__Exercise brief__
Every entry must be given again exactly.

══ Source material

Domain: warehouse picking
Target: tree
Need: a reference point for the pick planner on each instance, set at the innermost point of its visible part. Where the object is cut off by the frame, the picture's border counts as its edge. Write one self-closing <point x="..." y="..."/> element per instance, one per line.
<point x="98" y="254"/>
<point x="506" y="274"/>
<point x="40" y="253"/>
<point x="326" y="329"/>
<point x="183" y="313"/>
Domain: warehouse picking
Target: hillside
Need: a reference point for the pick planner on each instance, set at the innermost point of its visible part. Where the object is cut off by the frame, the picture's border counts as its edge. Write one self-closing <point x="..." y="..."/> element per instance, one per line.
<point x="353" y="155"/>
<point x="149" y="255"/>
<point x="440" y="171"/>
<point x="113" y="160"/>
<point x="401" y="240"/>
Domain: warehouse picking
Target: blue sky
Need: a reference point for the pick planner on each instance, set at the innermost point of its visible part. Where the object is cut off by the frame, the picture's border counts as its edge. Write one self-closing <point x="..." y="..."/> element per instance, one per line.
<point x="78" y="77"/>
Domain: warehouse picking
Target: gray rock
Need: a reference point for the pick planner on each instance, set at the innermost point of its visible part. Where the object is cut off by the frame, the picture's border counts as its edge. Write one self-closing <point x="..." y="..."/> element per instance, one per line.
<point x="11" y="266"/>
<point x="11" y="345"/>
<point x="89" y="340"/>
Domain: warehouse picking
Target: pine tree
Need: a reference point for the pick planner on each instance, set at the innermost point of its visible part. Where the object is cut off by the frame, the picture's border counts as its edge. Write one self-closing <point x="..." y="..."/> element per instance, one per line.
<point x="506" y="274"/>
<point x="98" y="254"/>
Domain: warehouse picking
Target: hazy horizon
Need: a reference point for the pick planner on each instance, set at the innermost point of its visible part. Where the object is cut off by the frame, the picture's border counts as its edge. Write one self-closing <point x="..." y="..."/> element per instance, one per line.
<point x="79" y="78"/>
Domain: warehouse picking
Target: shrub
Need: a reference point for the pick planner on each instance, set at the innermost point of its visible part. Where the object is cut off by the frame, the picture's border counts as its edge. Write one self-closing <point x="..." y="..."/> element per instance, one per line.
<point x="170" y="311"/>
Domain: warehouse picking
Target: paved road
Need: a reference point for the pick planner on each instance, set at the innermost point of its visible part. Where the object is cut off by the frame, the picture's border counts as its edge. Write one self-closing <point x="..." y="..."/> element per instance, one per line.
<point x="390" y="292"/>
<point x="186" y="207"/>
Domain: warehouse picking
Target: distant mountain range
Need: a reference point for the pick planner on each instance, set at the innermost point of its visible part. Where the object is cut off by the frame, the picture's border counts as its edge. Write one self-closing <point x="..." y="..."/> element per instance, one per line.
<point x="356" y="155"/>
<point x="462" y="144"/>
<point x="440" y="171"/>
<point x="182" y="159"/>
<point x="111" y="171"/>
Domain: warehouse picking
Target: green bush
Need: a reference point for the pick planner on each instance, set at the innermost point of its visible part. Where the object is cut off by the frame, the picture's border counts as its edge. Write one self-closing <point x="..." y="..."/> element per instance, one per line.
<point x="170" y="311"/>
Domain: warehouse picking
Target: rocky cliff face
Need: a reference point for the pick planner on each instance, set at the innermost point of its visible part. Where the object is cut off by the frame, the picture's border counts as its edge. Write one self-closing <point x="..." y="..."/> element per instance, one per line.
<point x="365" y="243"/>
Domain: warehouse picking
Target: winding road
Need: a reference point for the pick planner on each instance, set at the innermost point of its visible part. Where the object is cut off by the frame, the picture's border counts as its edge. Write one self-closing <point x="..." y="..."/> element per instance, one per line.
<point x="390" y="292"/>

════

__Exercise result__
Domain: warehouse picking
Target: tree
Need: a reference point for the pick planner on each instance, set at the innermost point of its visible part. Where the object is cut off by the frame, the picture's border counts as its edge. Write one self-closing <point x="..." y="..."/> element per instance, one per line.
<point x="98" y="254"/>
<point x="506" y="274"/>
<point x="40" y="253"/>
<point x="326" y="329"/>
<point x="183" y="313"/>
Domain: warehouse picking
Target: hillside
Need: a reference point for the pick planner on each instance, set at the innermost point of its visible part. Where the object is cut off by the frame, the picture's border counts as its edge. Write one self-closing <point x="..." y="..."/> element per instance, one per line.
<point x="353" y="155"/>
<point x="149" y="255"/>
<point x="440" y="171"/>
<point x="113" y="160"/>
<point x="401" y="240"/>
Domain: warehouse picking
Target: blue sky
Need: a reference point for the pick planner on each instance, set at the innermost point of its visible part. Where the object is cut off by the frame, the picture's border counts as its edge. Write one self-closing <point x="..." y="..."/> element per instance, one per line.
<point x="78" y="77"/>
Domain: warehouse picking
Target: gray rock
Need: a reference point for the pick planner on each instance, set at the innermost point of its visible part. Where the object is cut off by the frame, the picture's border counts as its edge. Write one self-closing <point x="..." y="..."/> element per instance, one per line.
<point x="11" y="266"/>
<point x="11" y="345"/>
<point x="89" y="340"/>
Domain: warehouse picking
Target: pine tree
Need: a reference point for the pick planner on each instance, set at the innermost point of its visible part. Where the object is cut off by the frame, the picture's border counts as its edge. Write one self-closing <point x="..." y="..."/> element per instance, one per line.
<point x="506" y="274"/>
<point x="98" y="254"/>
Domain: warehouse picking
Target: hazy horizon
Need: a reference point for the pick planner on each instance, set at the innermost point of its visible part. Where the object is cut off by the frame, the picture's border counts as its edge. Write one self-closing <point x="..." y="..."/> element per instance, one per line.
<point x="79" y="78"/>
Domain: warehouse picking
Target: shrub
Need: a reference point for the pick planner on each instance, set at the innermost point of its visible part. Where the object is cut off by the frame, the picture's border counts as its edge. Write one self-closing <point x="..." y="..."/> element per instance, one per line.
<point x="170" y="311"/>
Domain: warehouse picking
Target: paved road
Need: a reference point for the pick planner on each instance, set at the innermost point of its visible part. Where the object is cut off by the frame, the picture's border counts as its edge. Write one self-closing <point x="..." y="..."/> element per instance, one per line.
<point x="390" y="292"/>
<point x="186" y="207"/>
Domain: warehouse picking
Target: distant mountain range
Need: a reference point for the pick planner on each instance, set at the innermost point of its visible part. Where the object is cut off by the frame, the picture's border counts as its edge. Write one self-closing <point x="..." y="..."/> element per instance, one per line.
<point x="356" y="155"/>
<point x="462" y="144"/>
<point x="440" y="171"/>
<point x="182" y="159"/>
<point x="111" y="171"/>
Domain: warehouse picking
Target: green bush
Need: a reference point for the pick planner on each instance, set at the innermost point of its visible part. Where the object is cut off by the frame, the picture's border counts as its edge. Write one self-closing <point x="..." y="..."/> element per instance, one per line.
<point x="170" y="311"/>
Domain: warehouse picking
Target: rocky cliff face
Need: a reference point for the pick planner on each instance, set at the innermost point of its visible part. Where the object is cut off by the frame, the picture's border counts as its edge. Write one self-closing <point x="..." y="..."/> element per instance, one per line.
<point x="365" y="243"/>
Domain: warehouse picking
Target: winding road
Need: a reference point for the pick planner on each instance, set at the innermost point of its visible part. Where the object is cut off by the frame, the picture's border counts as its edge. Write one self-closing <point x="..." y="..."/> element per instance, one per line.
<point x="390" y="292"/>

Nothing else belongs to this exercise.